- **Work instructions**:
[1] How would you render this sentence from the thread on powering props with a PC power supply in Spanish: "I'm junking some machines and wanted to salvage the power supplies for something halloween-related."
[2] Could you write what comes next in the thread on powering props with a PC power supply, starting right after its final header?

- **Provided passage**:
# Using a PC Power Supply to power your props!



## Scary Papa (Jan 31, 2012)

Creepy Creations, thank you so much for this tutorial. I was trying to figure out how to use some PC power supplies I have for exactly this purpose (to power wiper motor props) and was just about to PM you about it when I saw this post. Thanks again for your great tutorials. BTW..I just finished your pirate rowboat and it looks great.


----------



## Phantom Blue (Sep 28, 2008)

Thanks CC! Like Papa said.....wanted to do this for a while and didn't know where to start. Great video.


----------



## xxScorpion64xx (Oct 15, 2011)

Thanks CC, you made it easy to follow along , appreciate sharing your knowledge and taking the time to make this video for us guys that wanted to learn.


----------



## KrushR (Jul 9, 2013)

This post is SO timely. I'm junking some machines and wanted to salvage the power supplies for something halloween-related. Thanks!


----------



## partsman (Oct 18, 2007)

I did this a couple years ago, here's a link to the tut I posted as well, it has some more detail to help you all out: http://www.halloweenforum.com/tutorials-and-step-by-step/89426-converting-atx-power-supply.html


----------



## killer13 (Aug 24, 2005)

- **Information provided**:
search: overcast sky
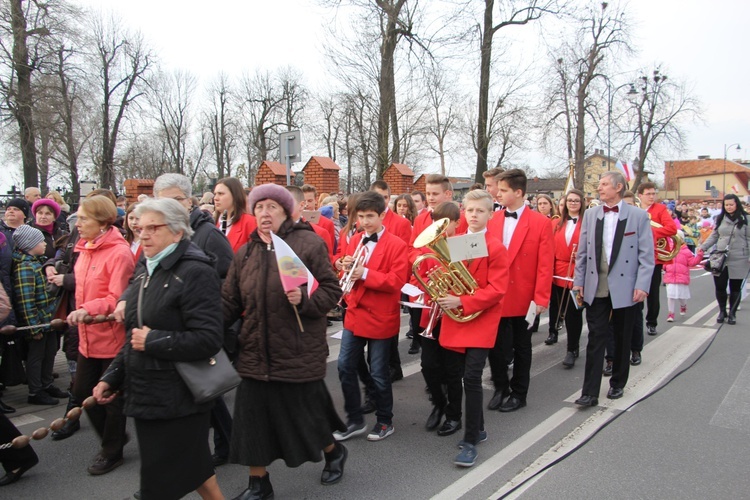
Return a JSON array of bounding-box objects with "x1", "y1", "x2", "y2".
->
[{"x1": 8, "y1": 0, "x2": 750, "y2": 192}]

- **Solved problems**:
[1] Voy a desechar algunas máquinas y quería rescatar las fuentes de alimentación para algo relacionado con Halloween.

[2]
An even easier solution would be to use an ATX Breakout board.

http://www.ebay.com/itm/ATX-Breakou...eeed-BOOOLE-/181682632226?hash=item2a4d20f622

No wiring cutting or anything, simply plug in your ATX connector and you are good to go. It even has a small power button on the board. **Note: make sure your ATX connector is 20 pin.(It should be, unless you are using an old power supply)


----------



## SavageEye (Aug 30, 2010)

partsman said:


> I did this a couple years ago, here's a link to the tut I posted as well, it has some more detail to help you all out: http://www.halloweenforum.com/tutorials-and-step-by-step/89426-converting-atx-power-supply.html


*I also used this tutorial a couple of years ago and it worked great. 

However, it was brought to my attention (after completion) that these power supplies contain high voltage components. It is strongly suggested that you modify your power supply the way that CreepyCreations did in his video. If you do decide to open up the casing on the power supply, be sure that your supply has been unplugged for some time (days if not weeks) to allow the voltage to drain out of it. Even then, BE CAREFUL! TOUCHING THE WRONG COMPONENT CAN BE DEADLY!
*


----------



## Blades006 (Sep 18, 2015)

Sweet! I knew it was a good idea to hang onto those old power supplies  Thanks Creepy Creations!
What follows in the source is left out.